_What you need to do:_
(1) In the passage on the critical reception of "Deadalive," what grade did Zack Handlen of The A.V. Club give the episode?
(2) Extend the passage on the critical reception of "Deadalive" past its final sentence, keeping its tone and subject.

_Document passage:_
----------

The episode received mixed reviews; many critics praised the return of Fox Mulder, although others felt that the episode had various plot holes and was overcomplicated. Robert Shearman, in his book Wanting to Believe: A Critical Guide to The X-Files, Millennium & The Lone Gunmen, gave "Deadalive" a full five stars, applauding the episode for being a "slice of sci-fi hokum, with action scenes, bits of grisly horror [and] a reexamination of the show's mythology". Jessica Morgan from Television Without Pity gave the episode an "A−" and wrote, "Never go away again, David! I take back everything bad I ever said about you! I love you as much as ever!"

Likewise George Avalos and Michael Liedtke of the Contra Costa Times praised the on-screen return of characters such as Mulder and Krycek. They felt so many eighth-season episodes worked well because "Chris Carter seems to be taking an even more active role in the series that is most closely identified with him." Zack Handlen of The A.V. Club awarded the episode a "B+" and wrote that, "it’s a measure of a show’s effectiveness to see how convincingly the writers can threaten a major character, and have that character’s subsequent survival not be a cheat", in regards to Mulder's resurrection. He applauded the fact that the episode is suspenseful, even though the ending has a certain inevitability. Handlen also positively commented on both Anderson's performance—although pointing out that she "is largely pushed to the side for the majority" of the episode—and Lea's reappearance, noting that "it's always fun to see Krycek". However, he argued that the conclusion "makes less sense the more you think about it", but that the final scene with Mulder and Scully "makes up for the contrivance."

----------

_Dataset content:_
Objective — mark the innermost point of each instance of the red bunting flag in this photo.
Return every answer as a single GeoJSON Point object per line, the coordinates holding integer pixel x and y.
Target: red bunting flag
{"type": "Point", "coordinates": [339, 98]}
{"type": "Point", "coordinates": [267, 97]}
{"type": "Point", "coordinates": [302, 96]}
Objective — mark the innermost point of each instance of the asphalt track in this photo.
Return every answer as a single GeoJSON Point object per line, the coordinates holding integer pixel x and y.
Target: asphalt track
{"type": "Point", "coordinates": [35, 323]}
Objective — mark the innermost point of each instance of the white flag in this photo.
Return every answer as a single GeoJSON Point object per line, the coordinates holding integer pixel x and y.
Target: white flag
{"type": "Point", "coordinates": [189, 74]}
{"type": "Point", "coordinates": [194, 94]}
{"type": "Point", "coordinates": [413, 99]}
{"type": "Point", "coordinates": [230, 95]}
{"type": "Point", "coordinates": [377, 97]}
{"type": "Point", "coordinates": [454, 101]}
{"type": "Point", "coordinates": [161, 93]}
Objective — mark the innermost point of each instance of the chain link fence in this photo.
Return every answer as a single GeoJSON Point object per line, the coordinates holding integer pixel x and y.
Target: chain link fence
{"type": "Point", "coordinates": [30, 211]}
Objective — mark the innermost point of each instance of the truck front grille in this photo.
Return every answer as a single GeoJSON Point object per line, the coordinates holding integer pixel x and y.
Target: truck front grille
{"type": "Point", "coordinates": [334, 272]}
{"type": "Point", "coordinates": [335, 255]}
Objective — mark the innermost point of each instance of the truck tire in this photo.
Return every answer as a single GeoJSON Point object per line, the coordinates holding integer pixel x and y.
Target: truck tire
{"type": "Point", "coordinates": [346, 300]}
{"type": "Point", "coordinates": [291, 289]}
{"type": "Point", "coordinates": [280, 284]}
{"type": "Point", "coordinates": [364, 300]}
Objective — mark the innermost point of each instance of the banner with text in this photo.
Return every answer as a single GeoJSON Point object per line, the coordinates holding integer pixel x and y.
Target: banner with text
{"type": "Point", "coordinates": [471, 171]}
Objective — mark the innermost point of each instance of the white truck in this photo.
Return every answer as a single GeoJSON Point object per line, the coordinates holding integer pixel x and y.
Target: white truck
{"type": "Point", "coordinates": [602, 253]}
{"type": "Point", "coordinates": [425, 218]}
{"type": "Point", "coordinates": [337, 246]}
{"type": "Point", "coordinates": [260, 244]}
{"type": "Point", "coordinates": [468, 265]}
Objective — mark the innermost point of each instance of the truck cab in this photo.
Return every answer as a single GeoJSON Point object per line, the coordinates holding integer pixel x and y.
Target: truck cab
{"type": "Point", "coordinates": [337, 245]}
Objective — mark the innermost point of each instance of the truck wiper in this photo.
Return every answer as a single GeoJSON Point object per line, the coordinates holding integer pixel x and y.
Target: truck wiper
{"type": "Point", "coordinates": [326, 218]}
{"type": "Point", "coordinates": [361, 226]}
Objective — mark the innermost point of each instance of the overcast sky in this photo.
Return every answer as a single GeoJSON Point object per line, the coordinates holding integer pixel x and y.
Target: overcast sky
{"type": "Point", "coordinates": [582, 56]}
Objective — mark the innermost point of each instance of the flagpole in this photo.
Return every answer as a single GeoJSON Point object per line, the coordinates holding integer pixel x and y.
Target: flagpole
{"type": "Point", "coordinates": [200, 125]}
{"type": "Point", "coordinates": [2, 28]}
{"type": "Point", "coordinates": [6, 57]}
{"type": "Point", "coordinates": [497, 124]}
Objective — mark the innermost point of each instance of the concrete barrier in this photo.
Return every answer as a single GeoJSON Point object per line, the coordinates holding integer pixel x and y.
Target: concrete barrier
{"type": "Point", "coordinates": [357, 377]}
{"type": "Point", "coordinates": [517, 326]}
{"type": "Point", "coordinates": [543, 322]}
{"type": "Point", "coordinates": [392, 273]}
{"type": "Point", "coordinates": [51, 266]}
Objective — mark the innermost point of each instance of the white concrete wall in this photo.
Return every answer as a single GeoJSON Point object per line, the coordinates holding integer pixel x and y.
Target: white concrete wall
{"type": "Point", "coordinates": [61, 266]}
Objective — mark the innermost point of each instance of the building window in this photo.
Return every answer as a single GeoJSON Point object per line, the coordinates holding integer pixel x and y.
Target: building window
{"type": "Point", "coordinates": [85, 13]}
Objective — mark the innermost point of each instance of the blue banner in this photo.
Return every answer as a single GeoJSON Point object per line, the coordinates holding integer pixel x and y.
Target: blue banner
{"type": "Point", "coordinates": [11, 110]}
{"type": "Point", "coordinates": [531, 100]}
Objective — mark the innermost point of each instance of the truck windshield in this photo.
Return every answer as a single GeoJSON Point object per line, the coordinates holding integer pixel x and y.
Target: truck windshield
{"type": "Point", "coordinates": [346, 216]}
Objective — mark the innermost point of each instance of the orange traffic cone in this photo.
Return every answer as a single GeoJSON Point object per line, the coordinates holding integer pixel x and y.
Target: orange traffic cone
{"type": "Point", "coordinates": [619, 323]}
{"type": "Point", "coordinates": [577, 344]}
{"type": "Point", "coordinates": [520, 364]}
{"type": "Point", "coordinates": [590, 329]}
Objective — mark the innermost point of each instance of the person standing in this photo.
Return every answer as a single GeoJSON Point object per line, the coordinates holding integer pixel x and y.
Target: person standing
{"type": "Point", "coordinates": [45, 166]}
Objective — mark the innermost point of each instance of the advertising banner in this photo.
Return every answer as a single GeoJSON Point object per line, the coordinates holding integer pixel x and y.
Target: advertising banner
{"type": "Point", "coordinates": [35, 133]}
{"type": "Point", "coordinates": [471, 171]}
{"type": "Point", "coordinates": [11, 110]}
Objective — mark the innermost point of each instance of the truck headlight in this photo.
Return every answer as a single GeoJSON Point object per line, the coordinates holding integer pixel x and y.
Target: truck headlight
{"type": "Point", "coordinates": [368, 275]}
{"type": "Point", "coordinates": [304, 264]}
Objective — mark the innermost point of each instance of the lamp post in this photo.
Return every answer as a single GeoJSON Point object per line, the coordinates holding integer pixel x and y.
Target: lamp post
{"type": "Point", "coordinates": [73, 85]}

----------

_Response list:_
(1) A "B+"

(2)
Not all reviews were positive. Paula Vitaris from CFQ gave the episode one-and-a-half stars out of four. She criticized its storyline, noting a number of plot holes—such as Mulder's survival for three months without food or water—and the fact that his body was neither autopsied nor embalmed. Tom Kessenich, in Examination: An Unauthorized Look at Seasons 6–9 of the X-Files, called the plot "wooden and convoluted" and felt that it "set the stage for ... the countdown toward the end of Fox Mulder's time on The X-Files". However, he complimented Anderson on her "effective" performance.

SFX magazine ranked the episode as the sixth "Top 10 Resurrections", reasoning that it allowed Mulder to be around for what was then the series finale a year later. However, the magazine felt his return made "poor Robert Patrick’s Agent Doggett a bit superfluous", and that the plot was rather complicated. In a list comparing Fringe episodes with those of the X-Files, UGO Networks writer Alex Zalben named "Deadalive" as the best resurrection story, beating out Fringes "Unearthed". Zalben cited the "emotional reunion at the end" as the deciding factor, though "both [episodes] kind of suck".